Exercise directions:
Copy the data from its first line up to and including the line containing "(1119, 419)", leaving out the pictures and increasing every point coordinate in the answers by 105.

Raw data:

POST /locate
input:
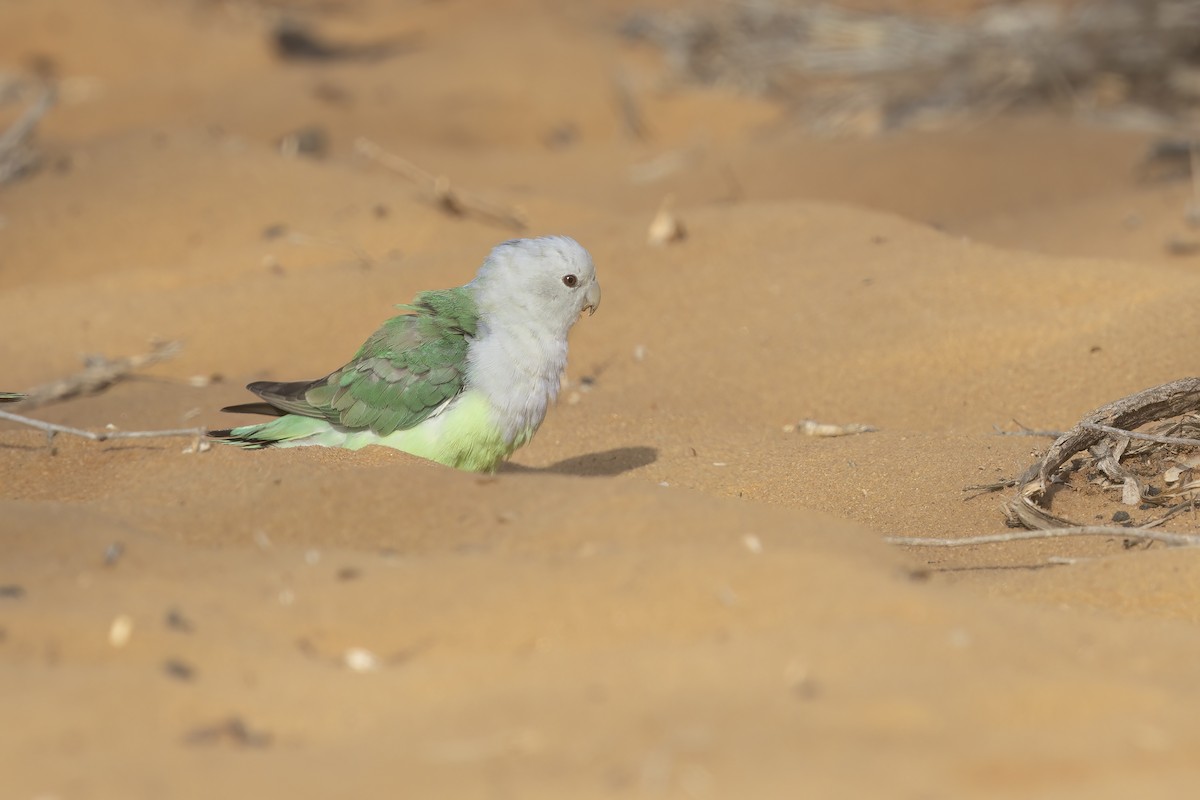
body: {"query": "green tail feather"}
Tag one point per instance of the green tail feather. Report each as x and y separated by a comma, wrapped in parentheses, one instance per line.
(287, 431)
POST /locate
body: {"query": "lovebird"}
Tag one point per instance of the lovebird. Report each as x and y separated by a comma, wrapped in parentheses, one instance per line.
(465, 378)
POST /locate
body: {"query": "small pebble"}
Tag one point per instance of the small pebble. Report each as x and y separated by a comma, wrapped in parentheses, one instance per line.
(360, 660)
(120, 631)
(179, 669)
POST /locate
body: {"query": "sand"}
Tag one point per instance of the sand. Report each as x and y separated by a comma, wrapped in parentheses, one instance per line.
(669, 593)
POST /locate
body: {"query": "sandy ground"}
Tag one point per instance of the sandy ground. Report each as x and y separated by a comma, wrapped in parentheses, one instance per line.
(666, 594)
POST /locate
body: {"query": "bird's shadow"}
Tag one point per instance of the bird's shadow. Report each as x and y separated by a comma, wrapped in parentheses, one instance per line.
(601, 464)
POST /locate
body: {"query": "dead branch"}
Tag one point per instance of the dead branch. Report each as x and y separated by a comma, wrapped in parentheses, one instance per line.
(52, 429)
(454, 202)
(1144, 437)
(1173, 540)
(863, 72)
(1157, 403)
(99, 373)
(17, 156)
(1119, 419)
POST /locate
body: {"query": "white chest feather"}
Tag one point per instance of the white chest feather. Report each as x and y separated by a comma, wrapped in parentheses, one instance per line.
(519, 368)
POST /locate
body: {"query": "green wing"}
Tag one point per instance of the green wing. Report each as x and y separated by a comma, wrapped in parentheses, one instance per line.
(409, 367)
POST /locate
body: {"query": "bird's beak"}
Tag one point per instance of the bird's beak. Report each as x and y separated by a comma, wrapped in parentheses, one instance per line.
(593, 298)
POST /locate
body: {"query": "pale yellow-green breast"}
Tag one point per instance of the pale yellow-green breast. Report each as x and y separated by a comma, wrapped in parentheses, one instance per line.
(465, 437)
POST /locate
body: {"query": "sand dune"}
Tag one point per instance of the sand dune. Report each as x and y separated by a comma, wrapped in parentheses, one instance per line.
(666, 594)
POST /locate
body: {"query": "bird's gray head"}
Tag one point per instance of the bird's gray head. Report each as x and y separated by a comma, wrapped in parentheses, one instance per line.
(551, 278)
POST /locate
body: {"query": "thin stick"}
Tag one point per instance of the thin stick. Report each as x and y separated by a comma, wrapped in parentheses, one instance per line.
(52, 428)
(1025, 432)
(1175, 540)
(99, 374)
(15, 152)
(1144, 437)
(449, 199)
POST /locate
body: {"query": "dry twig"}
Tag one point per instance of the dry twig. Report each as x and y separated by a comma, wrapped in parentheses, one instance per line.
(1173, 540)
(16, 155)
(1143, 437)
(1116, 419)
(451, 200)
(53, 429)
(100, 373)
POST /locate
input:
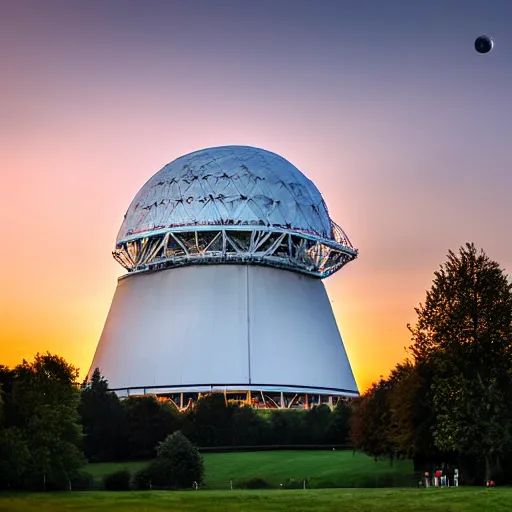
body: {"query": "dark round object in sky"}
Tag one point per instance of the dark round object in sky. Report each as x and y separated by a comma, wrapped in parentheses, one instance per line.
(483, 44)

Reply to the exercise:
POST /locate
input:
body: {"query": "green tail feather"}
Tag one point per instance of the green tail feather. Report each as x and y separated by a comma, wrapped in parentheses, one instance per line.
(392, 536)
POST /locate
body: {"query": "lovebird"}
Tag one point per instance of the lovebird. Report each as x and y separated by a comma, wrapped in parentheses, one instance per line.
(570, 483)
POST /locate
body: {"query": "small pebble"}
Tag one point per instance of the small pebble. Report each as x and y separated by a comma, wrapped in parentheses, one instance per line.
(465, 765)
(225, 736)
(284, 774)
POST /locate
body: {"query": "sand"}
Tag one point per instance of the sand. Report each as x and y separated by a comma, wrapped in parentheses, one instance per line.
(774, 698)
POST /locate
body: {"query": "sandy ground"}
Tag one point per instance of the sandy ground. Report each as x and y separated by a comma, wrapped in parentheses, one instance per line.
(771, 699)
POST /locate
body: {"query": "bird's shadow"}
Tag one point per instance of the bird's shadow. Report each as x and y separated by a comma, wrapped in parentheses, one instance per line.
(706, 569)
POST /locate
body: {"query": "dead branch"}
Tag one point per instance of the dead branch. Report each as x and y separated by a comma, wrapped in parentheses, one instance per line.
(157, 534)
(559, 307)
(1249, 542)
(1278, 645)
(968, 177)
(1262, 508)
(204, 478)
(122, 261)
(1224, 524)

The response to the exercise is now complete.